REQUIRED WORK ▸
(1) Answer these from the Tangramoid page:
(a) Which media does the page list?
(b) What kind of transformation of which solid has the Closed Tangramoid recently been understood as?
(c) In whose sense has it been proven to be a polyhedron?
(2) Carry on writing the Tangramoid page, picking up after its final sentence.

SOURCE EXTRACT ▸
The Tangramoid: Recent Developments

Year: 2008 Authors: Samuel Verbiese

Core claim

The Closed Tangramoid is a mathematically valid polyhedron and a suitable basis for a spinning, environmentally minded sculpture.

Topics

polyhedra, kinetic sculpture, tangram projections, incidence geometry, architectural monument

Domains

polyhedron theory, incidence geometry, Euler’s formula, combinatorial geometry, sculpture, kinetic art, monument design, shape game

Methods

symbolic model construction, incidence verification, geometric proof, conceptual design study

Media

Zometool, paper sails, steel pipes, solar panels

Paper text

The text below is the locally extracted OCR/Markdown version of the paper. Raw PDF files remain local and are not published here.

The Tangramoid: Recent Developments

Samuel Verbiese

Plastician artist

Terholstdreef 46,

B - 3090 Overijse, BELGIUM

E-mail: verbiese@alum.mit.edu

Abstract

Tangramoids are families of 3D objects introduced in [1]. One of these objects, called here the Closed Tangramoid, or simply Tangramoid, has recently been understood as a constant volume morphing of a regular octahedron and has been proven to be a polyhedron [3] in a sense due to Buekenhout [4]. Its plastic features allowing it to be considered as a dynamic sculpture are revisited in this short communication together with technological information on new projects.

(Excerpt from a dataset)
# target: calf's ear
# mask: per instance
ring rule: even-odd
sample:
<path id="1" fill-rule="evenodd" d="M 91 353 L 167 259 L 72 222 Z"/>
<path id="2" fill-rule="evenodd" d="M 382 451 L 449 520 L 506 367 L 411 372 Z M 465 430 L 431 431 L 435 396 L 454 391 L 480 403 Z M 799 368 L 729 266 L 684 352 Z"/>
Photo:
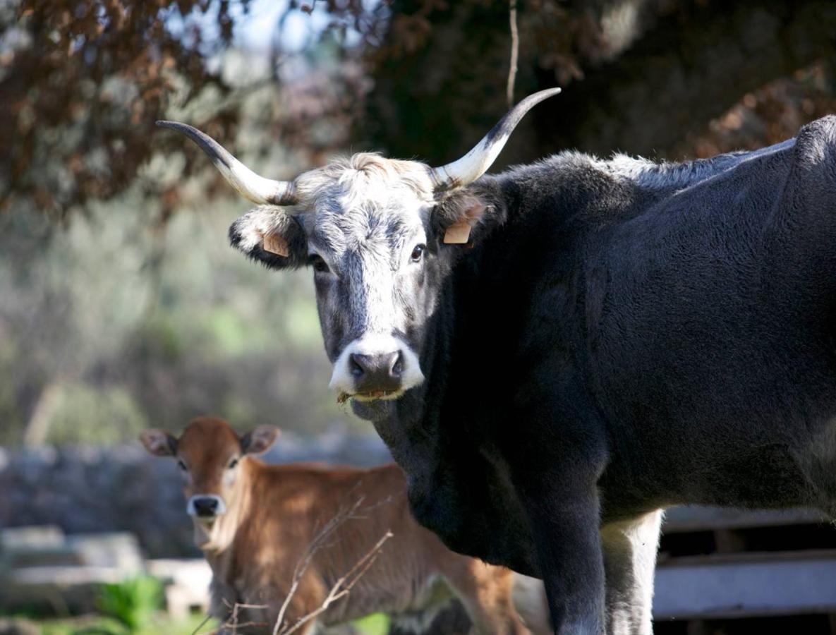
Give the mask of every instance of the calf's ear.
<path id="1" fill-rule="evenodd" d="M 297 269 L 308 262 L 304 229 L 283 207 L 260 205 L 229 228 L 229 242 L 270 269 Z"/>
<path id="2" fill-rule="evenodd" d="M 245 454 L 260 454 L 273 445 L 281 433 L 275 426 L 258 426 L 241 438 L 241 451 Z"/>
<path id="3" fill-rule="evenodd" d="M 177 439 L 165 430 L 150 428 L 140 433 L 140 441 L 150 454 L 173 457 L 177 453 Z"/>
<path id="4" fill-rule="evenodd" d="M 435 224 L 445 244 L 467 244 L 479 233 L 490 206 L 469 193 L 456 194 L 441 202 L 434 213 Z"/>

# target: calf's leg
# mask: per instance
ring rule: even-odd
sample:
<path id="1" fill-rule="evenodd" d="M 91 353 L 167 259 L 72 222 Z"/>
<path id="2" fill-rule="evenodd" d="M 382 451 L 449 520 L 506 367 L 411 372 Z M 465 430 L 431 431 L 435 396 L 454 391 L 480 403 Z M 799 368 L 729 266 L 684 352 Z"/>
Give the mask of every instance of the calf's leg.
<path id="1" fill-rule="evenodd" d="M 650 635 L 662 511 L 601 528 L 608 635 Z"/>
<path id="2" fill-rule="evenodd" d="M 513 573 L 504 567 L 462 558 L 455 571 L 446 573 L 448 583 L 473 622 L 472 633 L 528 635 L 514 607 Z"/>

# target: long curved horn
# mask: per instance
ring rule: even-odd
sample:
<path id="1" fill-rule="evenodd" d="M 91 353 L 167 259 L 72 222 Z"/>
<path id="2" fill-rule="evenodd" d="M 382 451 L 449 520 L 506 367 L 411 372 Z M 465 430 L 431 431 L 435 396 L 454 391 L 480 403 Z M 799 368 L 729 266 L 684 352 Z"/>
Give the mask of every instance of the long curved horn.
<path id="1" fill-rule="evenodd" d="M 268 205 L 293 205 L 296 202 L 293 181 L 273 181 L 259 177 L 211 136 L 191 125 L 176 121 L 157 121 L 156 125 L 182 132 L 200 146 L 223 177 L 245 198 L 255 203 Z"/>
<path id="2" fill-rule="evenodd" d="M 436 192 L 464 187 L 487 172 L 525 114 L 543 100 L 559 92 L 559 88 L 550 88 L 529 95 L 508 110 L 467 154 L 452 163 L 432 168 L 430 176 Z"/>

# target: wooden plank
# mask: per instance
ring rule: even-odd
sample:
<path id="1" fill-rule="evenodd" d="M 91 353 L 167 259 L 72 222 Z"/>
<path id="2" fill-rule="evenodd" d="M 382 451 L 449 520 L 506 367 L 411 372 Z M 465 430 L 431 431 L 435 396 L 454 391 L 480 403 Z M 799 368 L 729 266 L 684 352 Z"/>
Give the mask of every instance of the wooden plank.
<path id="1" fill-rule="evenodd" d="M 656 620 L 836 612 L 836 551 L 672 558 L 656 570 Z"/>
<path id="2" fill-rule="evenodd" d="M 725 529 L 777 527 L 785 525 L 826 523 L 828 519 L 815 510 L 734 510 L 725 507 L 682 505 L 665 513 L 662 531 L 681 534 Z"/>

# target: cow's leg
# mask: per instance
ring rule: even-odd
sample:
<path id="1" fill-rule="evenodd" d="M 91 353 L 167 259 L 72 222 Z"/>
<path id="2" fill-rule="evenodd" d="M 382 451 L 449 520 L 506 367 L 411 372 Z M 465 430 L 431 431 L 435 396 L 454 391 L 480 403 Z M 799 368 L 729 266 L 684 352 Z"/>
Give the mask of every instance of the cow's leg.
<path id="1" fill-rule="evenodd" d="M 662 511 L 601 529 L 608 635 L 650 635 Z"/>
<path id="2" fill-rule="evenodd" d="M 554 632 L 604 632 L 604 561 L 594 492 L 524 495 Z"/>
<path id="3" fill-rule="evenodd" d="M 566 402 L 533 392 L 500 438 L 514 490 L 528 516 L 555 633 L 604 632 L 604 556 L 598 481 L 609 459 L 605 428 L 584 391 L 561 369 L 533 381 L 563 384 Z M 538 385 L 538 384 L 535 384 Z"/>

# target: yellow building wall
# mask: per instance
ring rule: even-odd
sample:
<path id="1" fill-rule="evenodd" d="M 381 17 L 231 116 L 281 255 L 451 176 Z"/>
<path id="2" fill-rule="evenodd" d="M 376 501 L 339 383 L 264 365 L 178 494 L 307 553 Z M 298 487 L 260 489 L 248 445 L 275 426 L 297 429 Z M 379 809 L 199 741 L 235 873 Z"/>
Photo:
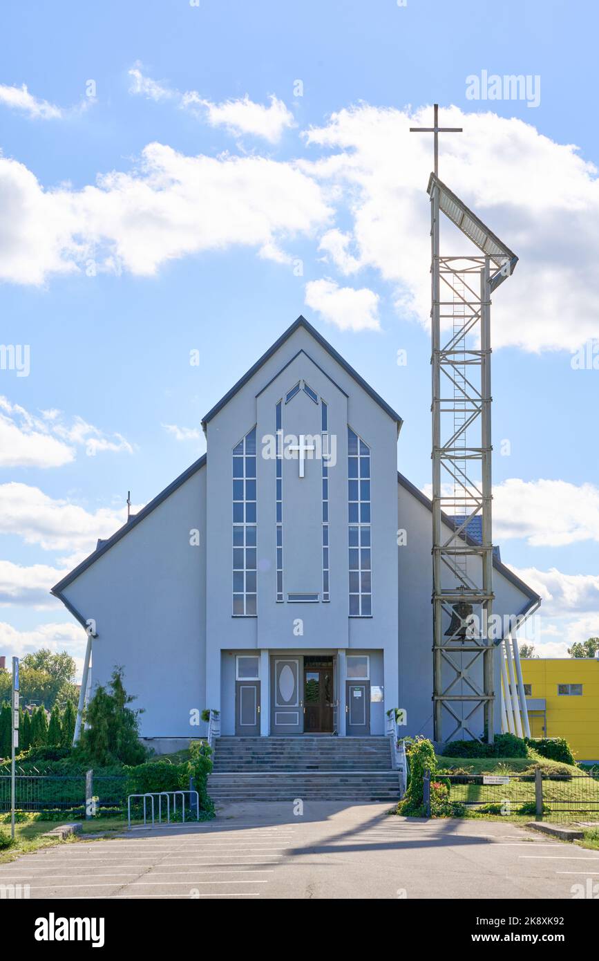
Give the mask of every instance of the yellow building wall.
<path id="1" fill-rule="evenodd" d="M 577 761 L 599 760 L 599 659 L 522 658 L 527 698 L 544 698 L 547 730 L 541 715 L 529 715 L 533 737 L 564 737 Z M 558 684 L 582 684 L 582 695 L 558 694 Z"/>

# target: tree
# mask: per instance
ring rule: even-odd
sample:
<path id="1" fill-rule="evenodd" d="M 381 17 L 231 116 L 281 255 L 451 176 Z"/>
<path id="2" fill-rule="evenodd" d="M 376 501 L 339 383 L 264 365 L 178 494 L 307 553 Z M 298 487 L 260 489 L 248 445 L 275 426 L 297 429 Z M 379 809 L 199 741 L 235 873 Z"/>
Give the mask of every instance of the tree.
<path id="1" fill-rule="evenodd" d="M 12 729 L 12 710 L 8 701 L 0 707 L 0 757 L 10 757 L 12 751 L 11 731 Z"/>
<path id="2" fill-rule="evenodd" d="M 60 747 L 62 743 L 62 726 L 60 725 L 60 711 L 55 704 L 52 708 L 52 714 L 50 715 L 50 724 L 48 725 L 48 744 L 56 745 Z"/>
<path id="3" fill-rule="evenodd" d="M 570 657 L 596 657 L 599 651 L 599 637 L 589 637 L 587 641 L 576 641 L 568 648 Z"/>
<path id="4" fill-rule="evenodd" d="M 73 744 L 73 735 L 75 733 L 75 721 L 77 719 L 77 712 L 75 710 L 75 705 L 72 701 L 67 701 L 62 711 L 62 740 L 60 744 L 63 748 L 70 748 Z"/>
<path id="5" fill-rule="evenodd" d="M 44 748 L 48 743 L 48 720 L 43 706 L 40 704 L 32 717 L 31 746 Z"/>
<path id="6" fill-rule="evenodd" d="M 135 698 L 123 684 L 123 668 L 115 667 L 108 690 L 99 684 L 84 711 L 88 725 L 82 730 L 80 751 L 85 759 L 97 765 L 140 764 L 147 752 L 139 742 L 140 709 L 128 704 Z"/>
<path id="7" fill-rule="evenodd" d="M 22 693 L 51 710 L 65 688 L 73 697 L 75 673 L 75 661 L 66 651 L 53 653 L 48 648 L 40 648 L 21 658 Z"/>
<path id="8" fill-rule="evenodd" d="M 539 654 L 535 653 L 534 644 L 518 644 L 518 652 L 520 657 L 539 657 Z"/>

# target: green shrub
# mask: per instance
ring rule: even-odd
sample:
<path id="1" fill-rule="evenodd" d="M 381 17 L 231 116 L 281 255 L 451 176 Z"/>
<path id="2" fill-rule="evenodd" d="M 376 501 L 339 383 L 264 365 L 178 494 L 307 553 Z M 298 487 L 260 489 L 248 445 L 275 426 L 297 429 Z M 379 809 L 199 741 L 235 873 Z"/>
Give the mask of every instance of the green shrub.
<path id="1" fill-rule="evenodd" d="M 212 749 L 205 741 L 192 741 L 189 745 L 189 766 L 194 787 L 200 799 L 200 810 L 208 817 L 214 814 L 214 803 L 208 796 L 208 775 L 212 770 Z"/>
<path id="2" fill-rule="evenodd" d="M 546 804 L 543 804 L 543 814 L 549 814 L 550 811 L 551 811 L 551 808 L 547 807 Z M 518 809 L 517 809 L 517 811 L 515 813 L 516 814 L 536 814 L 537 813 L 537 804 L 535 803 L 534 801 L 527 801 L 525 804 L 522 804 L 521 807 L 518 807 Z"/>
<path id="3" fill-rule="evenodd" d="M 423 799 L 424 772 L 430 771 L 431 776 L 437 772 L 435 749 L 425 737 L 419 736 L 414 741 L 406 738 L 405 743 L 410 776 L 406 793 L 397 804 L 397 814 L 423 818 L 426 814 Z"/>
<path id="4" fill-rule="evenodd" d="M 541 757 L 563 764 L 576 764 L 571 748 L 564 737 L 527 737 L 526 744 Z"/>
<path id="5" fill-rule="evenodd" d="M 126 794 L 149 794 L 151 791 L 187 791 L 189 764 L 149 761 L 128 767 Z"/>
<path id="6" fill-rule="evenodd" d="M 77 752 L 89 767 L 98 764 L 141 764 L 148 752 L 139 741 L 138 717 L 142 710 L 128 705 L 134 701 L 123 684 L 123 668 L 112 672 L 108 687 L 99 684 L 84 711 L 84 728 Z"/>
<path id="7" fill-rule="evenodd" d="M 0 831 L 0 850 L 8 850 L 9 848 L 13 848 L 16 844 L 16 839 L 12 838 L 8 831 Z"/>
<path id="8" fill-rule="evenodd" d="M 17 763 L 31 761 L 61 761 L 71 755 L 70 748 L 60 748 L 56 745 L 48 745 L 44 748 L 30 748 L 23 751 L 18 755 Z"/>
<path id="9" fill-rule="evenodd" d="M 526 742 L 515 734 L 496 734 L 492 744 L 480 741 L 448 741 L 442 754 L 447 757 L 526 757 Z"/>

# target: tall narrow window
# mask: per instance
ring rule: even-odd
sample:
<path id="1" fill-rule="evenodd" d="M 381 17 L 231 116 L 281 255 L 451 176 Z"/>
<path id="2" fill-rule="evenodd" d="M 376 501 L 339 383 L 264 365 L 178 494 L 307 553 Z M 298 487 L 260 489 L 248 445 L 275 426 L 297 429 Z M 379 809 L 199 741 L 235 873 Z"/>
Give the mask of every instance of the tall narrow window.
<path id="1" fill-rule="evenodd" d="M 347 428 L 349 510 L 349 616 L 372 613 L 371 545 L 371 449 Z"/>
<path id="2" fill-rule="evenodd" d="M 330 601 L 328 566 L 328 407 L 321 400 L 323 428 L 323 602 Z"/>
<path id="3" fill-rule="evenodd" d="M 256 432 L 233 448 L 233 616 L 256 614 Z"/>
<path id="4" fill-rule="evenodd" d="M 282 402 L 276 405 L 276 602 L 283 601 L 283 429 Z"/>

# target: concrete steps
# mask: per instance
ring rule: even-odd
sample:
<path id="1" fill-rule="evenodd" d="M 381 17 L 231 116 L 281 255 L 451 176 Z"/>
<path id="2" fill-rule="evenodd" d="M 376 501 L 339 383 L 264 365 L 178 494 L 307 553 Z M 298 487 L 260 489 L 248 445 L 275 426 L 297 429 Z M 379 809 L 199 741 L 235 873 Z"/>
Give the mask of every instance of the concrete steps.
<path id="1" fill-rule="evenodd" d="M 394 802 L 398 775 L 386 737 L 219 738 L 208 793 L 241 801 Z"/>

EXPECTED OUTPUTS ▸
(1)
(a) Zometool, paper sails, steel pipes, and solar panels.
(b) A constant volume morphing of a regular octahedron.
(c) Buekenhout's.

(2)
1. Introduction

I found in a US bookshop some twenty years ago probably the most complete reference on the Tangram [2], and this Chinese puzzle has ever since amazed me with the incredibly rich plastic possibilities as a shape game. Let me recall that the legend goes as follows: a Chinese boy was carrying a square stone tile, and suddenly he let it drop, so it broke in seven parts. The boy immediately went down and, grabbing the fragments, he started to recompose the square, but failed. Instead of this, he found dozens of vivid silhouettes of people, animals, objects: the Tangram was born!

For years I have been attracted by the recomposed square, seen as resting on the vertex joining the two large triangles, like a diamond indeed (not only the polygon but also in the sense of the familiar brilliant-cut gem, when removing the upper triangle!) Whenever I looked at it this way, I couldn’t help being puzzled by the fact that it gave me a compelling symmetry feel, despite the geometrical symmetry is broken with the presence of the square and the parallelogram. Ten years ago, I suddenly “saw” why this symmetry: the figure very simply can represent the silhouette of a 3-D object. Recently I figured out this object stems from a regular octahedron resting on a vertex and featuring four offset tetrahedral bucket-like indentations above the ‘meridian’, leaving four rhombs around and being exactly compensated volume-wise with four pyramidal outgrowths on the top, forming a pyramidal ‘roof’. Having indeed a rotational symmetry of order 4, this ‘turbine’-like object, when seen from a distance, projects four times per revolution as kind of a Chinese lantern, and in between, the rhombs duly projecting as a square and a parallelogram, four times as a Tangram: the Tangramoid was born!

There are many families of objects that project into Tangrams [1], but I see this closed spinning one as particularly suited to function as a kinetic sculpture.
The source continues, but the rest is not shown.